> _ЗАДАНИЯ_
A. Что, согласно тексту о мифологическом ядре культуры, входит в сферу непосредственного опыта бесписьменного архаического человека, ведущего оседлый образ жизни?
B. Продолжите текст о мифологическом ядре культуры, начиная сразу после его последнего предложения.

Все, что не входит в сферу непосредственного опыта (и даже изрядная часть того, что входит, но замнем для ясности), в той степени, в какой его не заполняет проверяемое (т. е. отчужденное, минимально зависимое от субъекта) знание, заполняется воображаемым, которое затем структурируется в мифологическое. Так, для бесписьменного архаического человека, ведущего оседлый образ жизни, в сферу непосредственного опыта входит его деревня и чуть-чуть леса вокруг, все остальное уже находится в полной власти хтонических сил, что мы и видим при анализе мифологических систем подобных сообществ. Время для архаического бесписьменного человека вообще практически не существует, так как крошечный зазор между величинами a и b заполняется устной традицией, описывающей, почему мир всегда (или, по крайней мере, до последних времен) был и будет устроен именно так, как сейчас. Характерно, что устная традиция может быть сколь угодно изменчивой — и все равно восприниматься носителями мифа как «та же самая», ее изменчивость не будет фиксироваться носителями, так как будет происходить постепенными сдвигами, а улик в виде текстов оставлять не будет — эффект, хорошо известный антропологам. Собственно, это не только к архаическим сообществам относится, но и к некоторым вполне по ряду признаков модерным, но где культура чтения низкая или отсутствует — отсюда, например, разговоры про «тысячелетнюю историю России».
Прогресс, как уже было сказано выше, существует-таки, и разрыв между a и b с наращиванием технологий записи и чтения (а с ними — объем отчужденного знания) неуклонно становится все больше и больше. Этот разрыв бросает вызовы сообществу, потому что отчужденное знание, накапливаясь, начинает расшатывать мифологические конструкты, обеспечивающие абсолютную ценность всевозможных абсолютов и потому составляющие ядро культуры, выводя ее из равновесия и требуя создания новых, более сложных и совершенных форм для компенсации этого, выделения в культуре новых областей.
4
Однако с чего думать, что рост вызовов будет бесконечно приводить ко все более и более совершенным системам, а не окончится в какой-то момент отказом «иммунной системы» культуры? Простой тезис, который я хочу выдвинуть (и который тоже наверняка уже выдвигали раз сто, но вновь опустим), состоит в том, что расширение этого разрыва не бесконечно ведет к прорывам на новые уровни усложнения культурного механизма, но на определенном этапе, напротив, приводит к его поломке. Экстраполируя тенденции, следует быть осторожным — если мне холодно, то повышение температуры на 10-15 градусов меня может и согреть, но это не значит, что повышение на 100-150 градусов согреет еще лучше. Размер, вопреки известному мнению магистра Йоды, часто имеет значение. В тексте о насилии я уже приводил наблюдение Рене Жирара об интересной и парадоксальной черте жертвенной системы, состоящей в том, что она работает тем лучше, чем менее ее пользователи осведомлены о принципах и целях ее работы. Теперь обобщим это для мифологического ядра культуры вообще (сделать это тем проще, что жертвенная система является, в свою очередь, ядром этого ядра и вообще началом всех начал — «из чего все вещи берут свое начало — в то же самое они и разрушаются со временем, повинуясь необходимости; все они в свое время наказывают друг друга за несправедливость» — говорит Анаксимандр, указывая на конфликт и разрешающее его насилие как источник мира).

> _ИСХОДНЫЕ ЗАПИСИ_

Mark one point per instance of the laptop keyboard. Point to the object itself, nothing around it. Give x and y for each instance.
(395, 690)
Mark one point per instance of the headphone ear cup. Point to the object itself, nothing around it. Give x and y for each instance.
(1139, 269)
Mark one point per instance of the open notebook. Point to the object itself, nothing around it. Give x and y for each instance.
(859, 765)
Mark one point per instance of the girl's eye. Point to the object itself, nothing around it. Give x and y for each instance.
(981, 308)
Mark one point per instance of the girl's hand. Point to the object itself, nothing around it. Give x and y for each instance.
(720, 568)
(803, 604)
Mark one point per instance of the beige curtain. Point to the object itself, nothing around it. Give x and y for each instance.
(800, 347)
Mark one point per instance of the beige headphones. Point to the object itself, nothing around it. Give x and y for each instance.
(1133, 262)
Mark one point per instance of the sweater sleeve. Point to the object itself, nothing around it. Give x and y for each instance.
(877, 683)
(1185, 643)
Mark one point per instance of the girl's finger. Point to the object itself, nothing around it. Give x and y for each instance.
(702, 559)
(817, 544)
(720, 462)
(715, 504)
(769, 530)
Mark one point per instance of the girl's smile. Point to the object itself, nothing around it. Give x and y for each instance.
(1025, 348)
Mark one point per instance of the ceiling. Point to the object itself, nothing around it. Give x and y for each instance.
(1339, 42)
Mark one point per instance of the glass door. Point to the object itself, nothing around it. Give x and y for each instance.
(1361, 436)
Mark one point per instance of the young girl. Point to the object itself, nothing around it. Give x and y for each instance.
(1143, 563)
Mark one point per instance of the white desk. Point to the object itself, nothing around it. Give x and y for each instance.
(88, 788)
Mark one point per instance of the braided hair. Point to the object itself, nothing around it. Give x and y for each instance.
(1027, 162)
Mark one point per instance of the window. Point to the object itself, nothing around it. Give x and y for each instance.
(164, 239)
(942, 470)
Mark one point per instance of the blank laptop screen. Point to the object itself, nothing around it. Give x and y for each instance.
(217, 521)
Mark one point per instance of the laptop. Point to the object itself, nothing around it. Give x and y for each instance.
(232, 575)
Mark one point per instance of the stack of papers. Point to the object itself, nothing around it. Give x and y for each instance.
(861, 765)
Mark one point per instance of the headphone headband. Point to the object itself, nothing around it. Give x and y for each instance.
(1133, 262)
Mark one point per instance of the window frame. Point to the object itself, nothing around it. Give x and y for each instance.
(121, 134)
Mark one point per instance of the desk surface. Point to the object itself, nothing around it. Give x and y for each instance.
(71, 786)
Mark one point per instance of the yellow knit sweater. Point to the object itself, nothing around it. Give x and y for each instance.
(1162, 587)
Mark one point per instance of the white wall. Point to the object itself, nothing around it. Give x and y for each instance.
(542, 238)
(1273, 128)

> _ОТВЕТЫ_
A. Его деревня и чуть-чуть леса вокруг.

B.
В какой-то момент горизонт опосредованного опыта (т. е. отчужденного знания), охватываемый хорошо проверяемыми (т. е. в малой степени зависящими от личностей проверяющих) техниками чтения (интерпретации), становится так велик, что заполнить его мифологическим становится практически невозможно, и тогда происходит гиперинфляция всевозможных значений, крушение всевозможных ценностей, иерархий, различий, словом — вновь возвращаясь к неподражаемой Поклонской — «однополые браки, безнравственность сплошная и разложение абсолютно всего». Это и есть постмодернизм. Его прославленная ирония — вовсе не от того, что все вдруг стали такие шутники, она столь же объективный феномен, как рассеивание света в оптике: оптика меняется, и смысл больше не собирается в абсолюты, имеющий глаза да увидит. Какой уж тут смех.
Проблема, однако, в том, что нельзя, как, видимо, хотят Поклонская и ей подобные, посмотреть на это и сказать: не, нам такое не надо. Потому что если ты это уже видел, то нельзя это, как некоторые говорят, «развидеть». Причина иррационального презрения и отвращения самых разных групп населения к постструктуралистской философии кроется именно в том, что она выносит на открытое обозрение усердно вытесняемое ими знание о том, что все мы в культурном смысле живем, подобно червям в разлагающемся теле. Изволь, однако — как говорил философ Мамардашвили — мыслить точно. Хоть Иисус Христос и совсем не Дед Мороз, но в отношении веры с Ним все в точности так же, как с Дедом Морозом, и единожды обнаружив под бородой из ваты подбородок родителя, уже нельзя вернуться к изначальному состоянию, не покривив душой, хотя играться в веру можно еще долго — и с самыми печальными для нее последствиями: еще Кьеркегор, сравнивая веру Авраама с верой своих современников в связи с историей о жертвоприношении Исаака, отмечал гибельность всяческих «метафор» и «осмыслений» для подлинной религии.
Так вот, если говорить совсем просто и без обиняков, то ключевой момент нашего времени в том, что никакая идея вечной жизни или чего-то подобного невозможна сегодня без некоторой доли метафоричности и подмигиваний. Ничем иным, как подмигиваниями самого малодушного свойства, не является поразительное двуличие, распространенное в современном обществе в отношении вопросов, связанных с религиозными идеями. На последние смотрят так, как будто они состоят из какого-то особенного материала, который не позволяет их анализировать таким же манером, как анализируют прочие высказывания и суждения: когда речь идет о математике, то дважды два четыре, и никому не придет в голову учить детей, что этот факт зависит от их желания или нежелания его признавать, но при этом считается нормальным оставлять на усмотрение человека признание или непризнание факта собственной смертности, который является ничуть не менее, а в некотором смысле и гораздо более железным фактом, чем дважды два.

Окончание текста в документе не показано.